• WRITTEN REQUEST
Shift every coordinate in the answers by -42 and write out again every line from the start of the items through the line containing "[[251,84],[254,75],[254,41],[241,39],[237,41],[237,83]]", requests included, leaving the pictures out.

(A block of data)

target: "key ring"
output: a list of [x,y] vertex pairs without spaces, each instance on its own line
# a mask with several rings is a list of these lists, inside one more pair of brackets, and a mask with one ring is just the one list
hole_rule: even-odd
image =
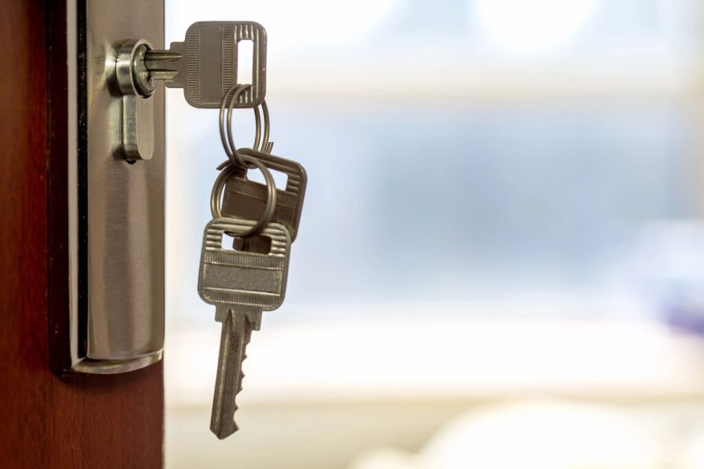
[[[256,158],[246,155],[242,155],[240,158],[245,162],[245,165],[248,167],[256,167],[259,169],[266,180],[266,207],[262,212],[261,217],[251,228],[238,235],[239,238],[249,238],[259,233],[274,216],[274,210],[276,208],[276,186],[274,184],[274,178],[272,176],[271,172],[264,166],[263,163]],[[213,215],[213,218],[220,218],[222,216],[220,208],[220,197],[227,180],[238,169],[237,165],[232,165],[230,162],[226,162],[227,165],[218,175],[218,178],[213,185],[213,190],[210,191],[210,214]]]
[[[225,149],[225,153],[227,155],[227,158],[230,160],[236,165],[242,167],[253,167],[249,166],[245,161],[240,157],[237,153],[237,147],[234,145],[234,139],[232,136],[232,110],[234,108],[234,103],[237,101],[240,95],[251,88],[252,85],[251,84],[234,84],[230,86],[227,91],[225,94],[222,97],[222,103],[220,105],[220,141],[222,143],[222,148]],[[227,107],[227,137],[225,139],[225,107]],[[262,113],[264,115],[264,139],[262,141],[261,146],[259,145],[259,140],[261,138],[262,132],[262,125],[261,125],[261,117],[259,113],[258,107],[253,108],[254,110],[254,123],[255,123],[255,134],[254,134],[254,145],[253,148],[258,148],[259,151],[263,153],[271,153],[272,147],[273,146],[273,142],[269,141],[269,129],[270,129],[270,120],[269,120],[269,109],[266,105],[266,101],[262,101],[261,104]],[[218,169],[222,169],[225,167],[225,164],[220,165],[218,167]]]

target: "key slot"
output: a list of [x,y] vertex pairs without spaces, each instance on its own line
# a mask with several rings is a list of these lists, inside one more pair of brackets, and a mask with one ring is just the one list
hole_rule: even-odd
[[251,84],[254,75],[254,41],[241,39],[237,41],[237,83]]

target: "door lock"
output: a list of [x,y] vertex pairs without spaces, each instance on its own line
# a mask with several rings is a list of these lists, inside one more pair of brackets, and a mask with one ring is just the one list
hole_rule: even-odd
[[130,161],[149,160],[154,151],[153,105],[158,80],[169,88],[183,88],[194,108],[217,108],[237,82],[238,45],[253,43],[252,86],[234,105],[253,108],[266,92],[266,31],[251,21],[201,21],[189,27],[185,40],[168,51],[153,50],[144,40],[122,43],[115,75],[122,94],[122,150]]

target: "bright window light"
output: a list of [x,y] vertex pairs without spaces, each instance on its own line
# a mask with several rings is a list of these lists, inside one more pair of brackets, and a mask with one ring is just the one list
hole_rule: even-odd
[[598,0],[476,0],[474,14],[494,45],[516,56],[564,49],[582,31]]

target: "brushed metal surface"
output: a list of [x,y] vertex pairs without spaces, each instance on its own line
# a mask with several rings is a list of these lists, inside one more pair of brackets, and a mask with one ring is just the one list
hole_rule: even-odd
[[129,39],[163,47],[163,2],[87,0],[86,20],[87,337],[74,368],[119,373],[157,361],[163,347],[164,91],[160,84],[149,98],[153,156],[130,164],[120,151],[115,53]]

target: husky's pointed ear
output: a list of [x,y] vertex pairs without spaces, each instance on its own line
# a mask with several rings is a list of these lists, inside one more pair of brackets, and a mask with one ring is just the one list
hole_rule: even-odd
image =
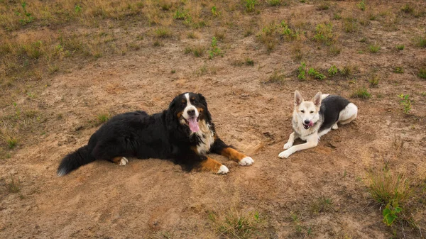
[[314,102],[315,106],[320,107],[321,106],[321,100],[322,100],[322,94],[321,91],[317,93],[314,98],[311,100],[311,101]]
[[299,93],[299,91],[295,91],[295,106],[298,106],[300,104],[302,104],[302,102],[303,102],[305,100],[303,99],[303,97],[302,97],[302,95],[300,94],[300,93]]

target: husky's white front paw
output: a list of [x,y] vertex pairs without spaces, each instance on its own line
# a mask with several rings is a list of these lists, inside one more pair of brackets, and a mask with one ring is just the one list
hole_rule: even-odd
[[229,169],[225,165],[221,165],[219,171],[217,171],[218,174],[226,174],[229,172]]
[[244,157],[238,163],[241,166],[251,165],[254,162],[254,160],[250,157]]
[[286,144],[284,145],[284,149],[285,150],[288,150],[289,148],[291,148],[291,146],[293,146],[293,143],[286,143]]
[[278,157],[280,158],[288,158],[288,156],[291,155],[291,154],[292,152],[290,150],[287,150],[280,152]]
[[129,163],[129,160],[126,159],[126,157],[123,157],[120,160],[120,162],[119,163],[119,165],[124,166],[124,165],[127,165],[128,163]]

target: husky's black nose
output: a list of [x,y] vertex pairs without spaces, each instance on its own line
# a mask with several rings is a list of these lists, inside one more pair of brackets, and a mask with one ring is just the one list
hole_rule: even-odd
[[195,109],[190,109],[187,111],[187,113],[188,113],[188,115],[190,115],[190,116],[194,116],[194,115],[195,114]]

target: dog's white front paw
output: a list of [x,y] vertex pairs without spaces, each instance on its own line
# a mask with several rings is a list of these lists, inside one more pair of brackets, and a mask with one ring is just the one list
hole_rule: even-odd
[[226,167],[226,166],[221,165],[220,168],[219,169],[219,171],[217,171],[217,174],[226,174],[228,173],[228,172],[229,172],[229,169],[228,169],[228,167]]
[[288,156],[291,155],[291,152],[290,150],[284,150],[278,155],[278,157],[280,158],[288,158]]
[[129,163],[129,160],[126,158],[126,157],[122,157],[121,159],[120,160],[120,162],[119,163],[119,165],[120,166],[124,166],[126,165],[127,165]]
[[286,144],[284,145],[284,149],[285,150],[288,150],[289,148],[291,148],[291,146],[293,146],[293,143],[286,143]]
[[244,157],[238,163],[241,166],[251,165],[254,162],[254,160],[250,157]]

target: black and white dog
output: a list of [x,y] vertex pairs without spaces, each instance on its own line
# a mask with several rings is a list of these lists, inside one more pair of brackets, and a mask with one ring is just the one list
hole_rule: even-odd
[[134,111],[111,118],[90,137],[87,145],[62,160],[58,176],[97,160],[126,165],[130,157],[169,159],[187,171],[196,169],[228,173],[225,165],[207,156],[210,152],[240,165],[254,162],[219,138],[202,94],[184,93],[161,113],[150,116],[144,111]]
[[[346,124],[356,118],[358,108],[347,99],[334,95],[317,94],[305,101],[299,91],[295,91],[295,109],[293,117],[293,133],[284,145],[284,150],[278,157],[288,157],[293,153],[314,148],[320,138],[332,129],[338,128],[337,123]],[[306,140],[294,145],[295,139]]]

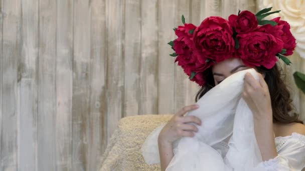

• TASK RESULT
target: "key ring"
output: a list of [x,y] vertex pairs without spaces, each instance on its own line
# a mask with several rings is a list of these lists, inside one more pair of brackets, and a mask with one ring is just the one list
hole_rule: even-odd
image =
[[[214,116],[204,113],[200,113],[198,116],[203,120],[203,123],[206,125],[214,125],[217,127],[224,138],[224,165],[220,170],[219,175],[209,186],[196,193],[197,196],[207,196],[217,191],[232,174],[232,168],[234,166],[234,144],[232,142],[232,136],[230,134],[229,130],[222,124],[221,121]],[[171,173],[171,176],[178,176],[180,174],[178,166],[178,155],[185,138],[196,127],[195,123],[190,123],[188,120],[184,120],[185,123],[176,133],[176,136],[171,143],[171,148],[168,149],[168,172]]]
[[[183,107],[183,111],[185,113],[185,116],[188,118],[194,123],[200,125],[211,125],[207,124],[203,119],[198,115],[195,111],[195,105],[192,103],[192,97],[190,94],[190,68],[192,66],[192,61],[195,59],[198,53],[209,46],[210,43],[209,42],[192,42],[188,44],[185,49],[183,52],[180,55],[180,61],[178,63],[178,99],[180,101],[180,106]],[[185,65],[185,95],[183,97],[183,65]],[[220,71],[222,73],[222,97],[220,99],[219,104],[217,103],[217,98],[219,96],[220,90],[220,83],[219,83],[219,75],[217,71],[216,65],[211,66],[212,68],[212,81],[213,81],[213,92],[212,92],[212,103],[211,106],[216,106],[217,109],[221,111],[229,111],[230,105],[231,104],[231,100],[227,99],[227,87],[228,87],[228,78],[227,78],[227,67],[224,63],[224,59],[220,59],[219,62]],[[176,127],[180,127],[183,125],[183,122],[178,123],[176,125]]]

target: "key slot"
output: a list of [x,y] vertex pairs without spaces, each instance on its own line
# a mask with several rings is a list of these lists, inside one more pair of brackets, and a mask with one ring is just the one list
hole_rule: even-odd
[[209,42],[212,33],[212,-1],[199,-3],[195,-1],[195,41]]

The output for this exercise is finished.